TEXT SEGMENT —

--

Part I: Russia/Ukraine conflict to intensify ‘energy war’ this winter

September 20, 2022 By    

Trader’s Corner, a weekly partnership with Cost Management Solutions, analyzes propane supply and pricing trends. This week, Mark Rachal, director of research and publications, discusses the challenges of meeting customer expectations this winter.

Fans of the HBO series “Game of Thrones” are familiar with the phrase “Winter is coming.” Contextually, it was said in relatively good times as an ominous warning that times are going to get tougher, and one best use the easier times to prepare for the harder. In terms of a retail propane business, winter is the time that we make our money, but it is also the time of our greatest challenges and pressure. What makes the winter tough is the pressure of meeting expectations. We want to provide good, reliable service to our customers. Our reputation and livelihoods depend on it.

For a couple of weeks in Trader’s Corner, we are going to take a broader view of winter. To be sure, what we are going to explore will be impactful to us in the propane industry and as American citizens, but the focus is going to be on how the U.S. is doing in the energy war that will certainly intensify this winter. Right after Russia invaded Ukraine, we wrote several Trader’s Corners setting the stage for this energy war. Our conclusion then was that Russia was strongly winning the energy war before the first shot was fired in Ukraine. We stand by that assessment.

--

DATA EXCERPT —
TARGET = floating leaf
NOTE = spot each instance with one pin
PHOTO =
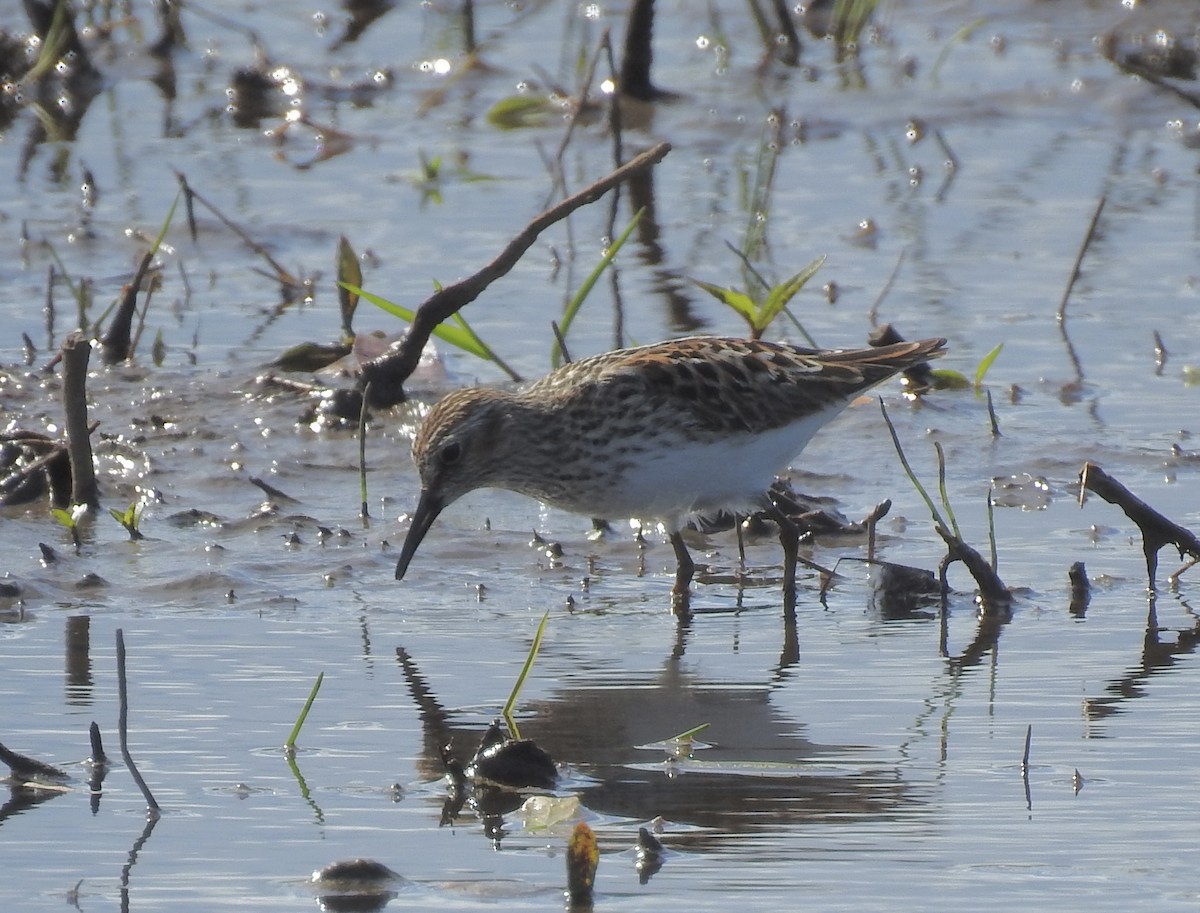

--

WORK TO DO —
A: In the propane article, what is Mark Rachal's job title?
B: Rewrite the passage of the propane article that begins with the words "Part I: Russia/Ukraine" and ends with "expectations this winter.", switching "weekly" to "monthly".
Answer from the propane article alone, without drawing on the data.

EXPECTED ANSWERS —
A: Director of research and publications

B:
Part I: Russia/Ukraine conflict to intensify ‘energy war’ this winter

September 20, 2022 By    

Trader’s Corner, a monthly partnership with Cost Management Solutions, analyzes propane supply and pricing trends. This week, Mark Rachal, director of research and publications, discusses the challenges of meeting customer expectations this winter.